• Text extract:
Re: [PATCHv2 16/20] PCI/pciehp: Implement error handling callbacks

Lukas Wunner <lukas@xxxxxxxxx> · Mon, 10 Sep 2018 19:08:48 +0200

On Mon, Sep 10, 2018 at 10:45:28AM -0600, Keith Busch wrote:
> On Mon, Sep 10, 2018 at 06:09:26PM +0200, Lukas Wunner wrote:
> > On Mon, Sep 10, 2018 at 08:56:42AM -0600, Keith Busch wrote:
> > > The sysfs entries still function. Their actions are only temporarily
> > > stalled during error handling. Once the slot reset is called, the
> > > ctrl->pending_events is queried to take requested actions.
> > 
> > Okay I see.  Still, releasing the IRQ and requesting it again seems fairly
> > heavy-wheight.  Why not just acquire ctrl->reset_lock?
> 
> That was looking like a nice way to handle it, but it introduces
> circular locking between ctrl->reset_lock and pci_bus_sem:
> 
> CPU A                               CPU B
> ---------------------------------   ------------------------
> pci_walk_bus                        pciehp_ist
>  down_read(&pci_bus_sem)             down_read(&ctrl->reset_lock);
>   pcie_portdrv_error_detected         pciehp_handle_presence_or_link_change
>    pciehp_error_detected               pciehp_unconfigure_device
>     down_write(&ctrl->reset_lock)       pci_stop_and_remove_bus_devicea
>                                          down_write(&pci_bus_sem);

Why is pciehp bringing down the slot?  Is that in reaction to a
Link Down caused by the error?  Can this be solved with Sinan's
approach to check in pciehp whether PCI_EXP_DEVSTA_FED is set
and if so, waiting for it to be handled?

FWIW you can use synchronize_irq() in pciehp_error_detected()
if you need to wait for the IRQ thread to stop before taking
the reset_lock.

Thanks,

Lukas

• Entries shown:
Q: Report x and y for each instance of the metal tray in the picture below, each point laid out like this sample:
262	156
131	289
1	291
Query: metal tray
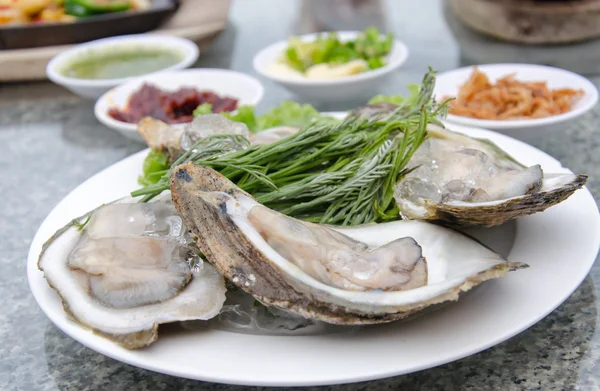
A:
87	29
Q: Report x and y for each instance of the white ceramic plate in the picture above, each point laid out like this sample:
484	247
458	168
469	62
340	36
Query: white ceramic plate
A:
222	82
448	84
348	87
87	88
560	245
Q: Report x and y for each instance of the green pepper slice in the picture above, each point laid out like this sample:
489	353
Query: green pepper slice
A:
77	10
93	7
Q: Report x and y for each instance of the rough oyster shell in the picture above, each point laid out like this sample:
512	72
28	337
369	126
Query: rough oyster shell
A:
551	190
131	322
214	210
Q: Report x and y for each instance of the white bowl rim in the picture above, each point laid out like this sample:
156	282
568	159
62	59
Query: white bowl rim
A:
393	63
188	47
101	106
590	93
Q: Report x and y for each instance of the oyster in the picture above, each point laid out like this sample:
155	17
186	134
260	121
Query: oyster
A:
128	270
361	275
466	181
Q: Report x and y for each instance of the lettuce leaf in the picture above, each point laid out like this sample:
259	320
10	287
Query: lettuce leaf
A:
288	113
204	108
410	99
244	114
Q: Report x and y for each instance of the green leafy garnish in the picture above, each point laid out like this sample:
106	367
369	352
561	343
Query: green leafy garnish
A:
327	48
410	99
244	114
289	114
204	108
340	173
286	114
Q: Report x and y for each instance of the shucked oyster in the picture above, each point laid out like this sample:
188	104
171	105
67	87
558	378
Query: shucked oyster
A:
128	270
467	181
361	275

• Task brief:
In the mailing-list reply on pciehp error handling, which function does Lukas Wunner suggest calling in pciehp_error_detected() to wait for the IRQ thread to stop before taking the reset_lock?

• Output of the exercise:
synchronize_irq()